* AIM
Lines before the one containing "Each instance of the beige suit" are excluded. Repeat that line and every line after it, exactly.
··· GIVEN RECORDS
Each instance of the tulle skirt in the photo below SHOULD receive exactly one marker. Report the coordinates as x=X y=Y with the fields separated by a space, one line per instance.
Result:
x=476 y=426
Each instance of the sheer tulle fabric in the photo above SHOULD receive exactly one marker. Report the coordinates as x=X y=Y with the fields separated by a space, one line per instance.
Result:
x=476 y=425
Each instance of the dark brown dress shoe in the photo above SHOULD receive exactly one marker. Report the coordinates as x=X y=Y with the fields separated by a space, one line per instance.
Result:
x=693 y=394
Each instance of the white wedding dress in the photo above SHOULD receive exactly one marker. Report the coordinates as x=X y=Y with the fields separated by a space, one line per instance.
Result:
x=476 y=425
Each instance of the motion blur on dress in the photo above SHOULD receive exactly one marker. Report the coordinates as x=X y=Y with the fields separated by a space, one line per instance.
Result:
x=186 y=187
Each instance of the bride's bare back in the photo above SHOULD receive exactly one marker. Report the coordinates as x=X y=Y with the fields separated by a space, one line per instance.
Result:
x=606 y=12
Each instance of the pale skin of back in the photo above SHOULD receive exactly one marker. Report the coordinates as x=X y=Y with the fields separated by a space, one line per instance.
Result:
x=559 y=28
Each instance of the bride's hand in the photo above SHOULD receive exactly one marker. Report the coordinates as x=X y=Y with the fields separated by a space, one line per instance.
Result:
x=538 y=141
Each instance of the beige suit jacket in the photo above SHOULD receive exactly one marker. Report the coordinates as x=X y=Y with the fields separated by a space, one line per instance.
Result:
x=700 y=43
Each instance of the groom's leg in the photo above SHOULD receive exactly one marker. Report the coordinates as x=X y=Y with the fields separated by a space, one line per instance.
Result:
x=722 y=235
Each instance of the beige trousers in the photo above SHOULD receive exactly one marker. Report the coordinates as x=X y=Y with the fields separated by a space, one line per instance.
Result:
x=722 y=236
······
* FULL ANSWER
Each instance of the beige suit jacket in the photo above SHOULD receive exactly one marker. Report the coordinates as x=X y=Y with the fields separated by a space, one line per instance.
Result:
x=700 y=43
Each instance of the groom's leg in the photo above SHOULD receive exactly one marker. Report the coordinates as x=X y=Y with the fields separated by a space, one line per instance.
Result:
x=722 y=235
Each instance of the beige trousers in the photo above SHOULD receive exactly one marker. Report the coordinates as x=X y=Y with the fields separated by a space, one line per instance.
Result:
x=722 y=236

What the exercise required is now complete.